* start RECORD SET *

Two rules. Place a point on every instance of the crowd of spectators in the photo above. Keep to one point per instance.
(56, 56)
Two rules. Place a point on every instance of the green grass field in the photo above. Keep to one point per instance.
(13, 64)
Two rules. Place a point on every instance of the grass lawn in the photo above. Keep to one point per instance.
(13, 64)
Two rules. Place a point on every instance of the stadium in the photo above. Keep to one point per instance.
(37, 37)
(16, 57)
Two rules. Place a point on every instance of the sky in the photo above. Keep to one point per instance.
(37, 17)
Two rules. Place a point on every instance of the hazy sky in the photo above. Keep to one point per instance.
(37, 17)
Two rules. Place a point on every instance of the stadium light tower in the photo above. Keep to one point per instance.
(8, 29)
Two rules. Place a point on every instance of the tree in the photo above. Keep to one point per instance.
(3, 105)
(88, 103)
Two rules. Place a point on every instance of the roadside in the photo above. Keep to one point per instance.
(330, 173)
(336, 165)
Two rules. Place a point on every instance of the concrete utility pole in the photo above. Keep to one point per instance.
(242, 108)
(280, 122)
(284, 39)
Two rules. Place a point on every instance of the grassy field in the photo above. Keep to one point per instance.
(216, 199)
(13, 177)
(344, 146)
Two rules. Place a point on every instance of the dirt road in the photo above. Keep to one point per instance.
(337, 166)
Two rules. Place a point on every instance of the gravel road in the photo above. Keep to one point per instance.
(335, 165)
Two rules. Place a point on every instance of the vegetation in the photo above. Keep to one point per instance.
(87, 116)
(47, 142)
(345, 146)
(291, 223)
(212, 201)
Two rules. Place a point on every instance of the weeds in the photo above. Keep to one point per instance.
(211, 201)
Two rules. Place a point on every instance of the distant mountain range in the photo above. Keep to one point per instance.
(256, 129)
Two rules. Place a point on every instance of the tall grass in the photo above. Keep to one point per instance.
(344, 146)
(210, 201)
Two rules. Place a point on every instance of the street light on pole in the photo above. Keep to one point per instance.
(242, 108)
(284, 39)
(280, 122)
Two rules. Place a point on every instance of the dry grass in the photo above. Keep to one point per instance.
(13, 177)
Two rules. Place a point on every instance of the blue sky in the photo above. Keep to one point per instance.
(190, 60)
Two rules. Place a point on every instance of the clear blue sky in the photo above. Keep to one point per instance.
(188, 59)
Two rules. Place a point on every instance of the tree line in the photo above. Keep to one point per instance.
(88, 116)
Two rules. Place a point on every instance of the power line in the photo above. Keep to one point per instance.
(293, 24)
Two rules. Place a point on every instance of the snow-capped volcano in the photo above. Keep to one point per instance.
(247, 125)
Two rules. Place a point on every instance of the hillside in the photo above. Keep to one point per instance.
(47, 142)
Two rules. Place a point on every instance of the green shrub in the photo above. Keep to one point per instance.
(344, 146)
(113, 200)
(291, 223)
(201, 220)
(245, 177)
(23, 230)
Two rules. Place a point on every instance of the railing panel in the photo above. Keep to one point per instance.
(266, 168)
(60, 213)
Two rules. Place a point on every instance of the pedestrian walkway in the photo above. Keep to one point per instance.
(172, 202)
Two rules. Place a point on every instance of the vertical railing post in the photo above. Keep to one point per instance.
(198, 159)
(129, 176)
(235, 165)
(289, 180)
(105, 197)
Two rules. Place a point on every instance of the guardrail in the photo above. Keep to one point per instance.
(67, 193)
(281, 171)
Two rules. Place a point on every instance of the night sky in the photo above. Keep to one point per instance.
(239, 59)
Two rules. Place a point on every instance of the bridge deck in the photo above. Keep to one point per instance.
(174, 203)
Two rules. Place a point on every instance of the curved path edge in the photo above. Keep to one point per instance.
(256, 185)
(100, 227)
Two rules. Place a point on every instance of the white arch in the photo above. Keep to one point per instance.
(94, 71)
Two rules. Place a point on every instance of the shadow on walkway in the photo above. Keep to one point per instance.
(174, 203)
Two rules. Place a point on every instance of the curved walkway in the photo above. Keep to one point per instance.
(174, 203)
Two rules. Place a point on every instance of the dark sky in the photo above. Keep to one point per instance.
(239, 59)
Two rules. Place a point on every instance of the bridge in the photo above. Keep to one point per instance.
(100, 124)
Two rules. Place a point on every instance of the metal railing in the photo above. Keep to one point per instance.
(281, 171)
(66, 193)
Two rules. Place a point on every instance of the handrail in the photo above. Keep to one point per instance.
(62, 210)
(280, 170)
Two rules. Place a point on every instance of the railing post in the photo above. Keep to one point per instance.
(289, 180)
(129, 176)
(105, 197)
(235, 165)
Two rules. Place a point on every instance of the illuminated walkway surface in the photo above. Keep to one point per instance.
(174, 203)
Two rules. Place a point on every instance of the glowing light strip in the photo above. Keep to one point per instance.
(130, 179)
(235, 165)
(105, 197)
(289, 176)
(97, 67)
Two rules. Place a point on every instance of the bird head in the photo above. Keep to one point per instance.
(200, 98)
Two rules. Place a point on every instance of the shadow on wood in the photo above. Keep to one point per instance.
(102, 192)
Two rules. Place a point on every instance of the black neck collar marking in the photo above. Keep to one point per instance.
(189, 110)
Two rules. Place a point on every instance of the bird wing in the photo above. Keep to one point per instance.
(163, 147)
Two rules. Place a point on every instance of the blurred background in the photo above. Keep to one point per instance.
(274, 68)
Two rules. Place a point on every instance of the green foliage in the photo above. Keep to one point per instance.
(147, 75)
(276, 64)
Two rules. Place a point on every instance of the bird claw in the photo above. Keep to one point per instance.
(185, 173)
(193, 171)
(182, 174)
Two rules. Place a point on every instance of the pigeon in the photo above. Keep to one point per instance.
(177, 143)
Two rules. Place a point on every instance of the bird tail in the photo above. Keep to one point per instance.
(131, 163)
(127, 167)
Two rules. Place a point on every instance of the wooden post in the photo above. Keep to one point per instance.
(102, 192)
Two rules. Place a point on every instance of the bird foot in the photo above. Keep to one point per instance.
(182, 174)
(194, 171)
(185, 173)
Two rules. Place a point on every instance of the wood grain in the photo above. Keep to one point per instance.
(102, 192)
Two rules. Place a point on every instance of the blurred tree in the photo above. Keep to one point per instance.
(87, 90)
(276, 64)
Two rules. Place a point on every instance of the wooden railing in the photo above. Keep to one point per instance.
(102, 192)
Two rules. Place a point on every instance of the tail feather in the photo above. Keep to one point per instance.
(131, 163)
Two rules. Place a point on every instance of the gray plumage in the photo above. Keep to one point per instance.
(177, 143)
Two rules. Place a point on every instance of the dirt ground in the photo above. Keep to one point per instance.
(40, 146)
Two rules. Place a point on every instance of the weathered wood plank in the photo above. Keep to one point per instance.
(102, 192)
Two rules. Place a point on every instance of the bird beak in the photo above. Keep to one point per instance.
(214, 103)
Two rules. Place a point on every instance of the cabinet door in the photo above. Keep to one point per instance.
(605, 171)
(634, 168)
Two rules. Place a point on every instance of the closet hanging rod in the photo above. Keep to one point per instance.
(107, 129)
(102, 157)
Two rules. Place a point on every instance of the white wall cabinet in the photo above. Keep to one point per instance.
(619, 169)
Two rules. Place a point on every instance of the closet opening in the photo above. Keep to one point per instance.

* end RECORD SET *

Extract every record and return it verbatim.

Two rules. Place a point on every instance of the crowd of spectators in the photo above. Keep to one point per instance.
(56, 56)
Two rules. Place a point on every instance of the green grass field in the photo above. Keep to one point per instance.
(13, 64)
Two rules. Place a point on every instance of the grass lawn in the photo above. Keep to one point per instance.
(13, 64)
Two rules. Place a point on every instance of the stadium in the photo above. Keep to one point per instance.
(37, 37)
(16, 57)
Two rules. Place a point on every instance of the sky in the photo above. Keep to one point per instance.
(37, 17)
Two rules. Place a point on every instance of the hazy sky in the photo above. Keep to one point per instance.
(37, 17)
Two rules. Place a point on every instance of the stadium light tower in the photo above. Keep to one point per instance.
(8, 29)
Two rules. Place a point on every instance of the tree in the photo above. Keep to one point per instance.
(3, 105)
(88, 103)
Two rules. Place a point on every instance of the roadside in the photo above. Keep to one point per instance.
(330, 173)
(336, 165)
Two rules. Place a point on every instance of the concrete utility pole in the photo above. Keep to one point per instance.
(242, 108)
(280, 122)
(284, 39)
Two rules. Place a point on every instance of the grassy field in the photo above. Keep to one point per instance.
(216, 199)
(13, 177)
(344, 146)
Two rules. Place a point on every instance of the dirt road in the photo above. Keep to one point per instance.
(337, 166)
Two rules. Place a point on every instance of the gravel road in the photo above. Keep to one point per instance.
(335, 165)
Two rules. Place a point on every instance of the vegetation in the photo above. Keep to one point per instance.
(87, 116)
(47, 142)
(345, 146)
(291, 223)
(212, 201)
Two rules. Place a point on every instance of the weeds in the photo above. Keep to one point per instance.
(211, 201)
Two rules. Place a point on every instance of the distant mountain range in the photo above. Keep to one point per instance.
(256, 129)
Two rules. Place a point on every instance of the tall grass in the photo above. Keep to one point per instance.
(344, 146)
(210, 201)
Two rules. Place a point on every instance of the street light on pole in the photo above. Keep to one point per instance.
(242, 108)
(284, 39)
(280, 122)
Two rules. Place a point on every instance of the dry grass in the photo above. Keep to one point per instance.
(13, 177)
Two rules. Place a point on every instance of the blue sky in the photo above. Keep to one point per instance.
(190, 60)
Two rules. Place a point on every instance of the clear blue sky in the photo above. Keep to one point per instance.
(188, 59)
Two rules. Place a point on every instance of the tree line in the photo above. Keep to one point per instance.
(88, 116)
Two rules. Place a point on every instance of the power line in the photo above. Keep to one point per instance.
(293, 24)
Two rules. Place a point on every instance of the snow-capped volcano in the photo above. Keep to one point per instance.
(247, 125)
Two rules. Place a point on every instance of the hillside in the photo above. Keep to one point per instance.
(47, 142)
Two rules. Place a point on every instance of the green shrub in the photo above. Keep to one point per instance.
(344, 146)
(113, 200)
(291, 223)
(201, 220)
(245, 177)
(23, 230)
Two rules. Place a point on every instance of the railing panel in the photo above. Keep to one point per instance.
(266, 168)
(60, 213)
Two rules. Place a point on every instance of the pedestrian walkway in the photo above. Keep to one point per instance.
(172, 202)
Two rules. Place a point on every instance of the vertical railing post in the photo above. Keep to one point per instance.
(198, 159)
(129, 176)
(235, 165)
(289, 180)
(105, 197)
Two rules. Place a point on every instance of the guardrail in the photo above. Keep to one point per instance.
(67, 193)
(281, 171)
Two rules. Place a point on every instance of the night sky in the photo above. Keep to one point per instance.
(239, 59)
Two rules. Place a point on every instance of the bridge deck in the photo above. Keep to one point per instance.
(174, 203)
Two rules. Place a point on every instance of the curved path edge in the photo above. Keep to one point per instance.
(256, 185)
(100, 227)
Two rules. Place a point on every instance of the white arch in the photo above. Keep to one point per instance.
(94, 71)
Two rules. Place a point on every instance of the shadow on walkway in the photo above. Keep to one point per instance.
(174, 203)
Two rules. Place a point on every instance of the curved walkway in the photo above. Keep to one point per instance.
(174, 203)
Two rules. Place a point on every instance of the dark sky in the photo above. Keep to one point per instance.
(239, 59)
Two rules. Place a point on every instance of the bridge in the photo above. Keep to one point per instance.
(100, 124)
Two rules. Place a point on every instance of the metal railing in the photo above. Keep to one point per instance.
(281, 171)
(66, 193)
Two rules. Place a point on every instance of the handrail in the photo above. Keep to one point per instance.
(62, 210)
(280, 170)
Two rules. Place a point on every instance of the railing post in the photo above. Keep to one point per instance.
(289, 180)
(129, 176)
(105, 197)
(235, 165)
Two rules. Place a point on every instance of the illuminated walkway surface in the photo above. Keep to one point per instance.
(174, 203)
Two rules. Place a point on every instance of the glowing light strip in the photo above. Keep to one point per instance.
(130, 179)
(235, 165)
(105, 197)
(289, 176)
(97, 67)
Two rules. Place a point on every instance of the bird head in the photo above. Keep to one point per instance.
(200, 98)
Two rules. Place a point on every instance of the shadow on wood in the photo above. Keep to one point per instance.
(102, 192)
Two rules. Place a point on every instance of the black neck collar marking in the photo above. Keep to one point per instance.
(189, 110)
Two rules. Place a point on every instance of the bird wing in the photo above. Keep to one point per instance.
(163, 147)
Two rules. Place a point on every instance of the blurred background in the photo above. Keep to one point per instance.
(274, 68)
Two rules. Place a point on every instance of the green foliage in the photo above. Keep to one point per instance.
(147, 75)
(276, 64)
Two rules. Place a point on every instance of the bird claw in the photo above. Keep to one point per instance.
(185, 173)
(193, 171)
(182, 174)
Two rules. Place a point on every instance of the pigeon in the photo above. Keep to one point per instance.
(177, 143)
Two rules. Place a point on every instance of the bird tail in the photo above. Keep to one point per instance.
(131, 163)
(127, 167)
Two rules. Place a point on every instance of the wooden post in the photo above. Keep to one point per instance.
(102, 192)
Two rules. Place a point on every instance of the bird foot in the photo above. Keep to one point per instance.
(182, 174)
(194, 171)
(185, 173)
Two rules. Place a point on every instance of the wood grain in the photo above. Keep to one point per instance.
(102, 192)
Two rules. Place a point on every instance of the blurred tree in the photo above. Keep to one point per instance.
(87, 90)
(276, 64)
Two rules. Place a point on every instance of the wooden railing in the photo above. Keep to one point per instance.
(102, 192)
Two rules. Place a point on every instance of the tail feather in the photo above. Keep to one point per instance.
(131, 163)
Two rules. Place a point on every instance of the gray plumage in the photo above. Keep to one point per instance.
(177, 143)
Two rules. Place a point on every instance of the dirt ground in the photo above. Keep to one point per instance.
(40, 146)
Two rules. Place a point on every instance of the weathered wood plank in the photo above. Keep to one point per instance.
(102, 192)
Two rules. Place a point on every instance of the bird beak in the photo above. Keep to one point per instance.
(214, 103)
Two rules. Place a point on every instance of the cabinet door in the photo above. Keep to one point per instance.
(605, 171)
(634, 168)
Two rules. Place a point on every instance of the closet hanging rod in the photo above. Keep to one point per instance.
(107, 129)
(102, 157)
Two rules. Place a point on every instance of the white wall cabinet in the photo above. Keep to one point per instance.
(619, 169)
Two rules. Place a point on every instance of the closet opening in the photo above. Keep to one point per instance.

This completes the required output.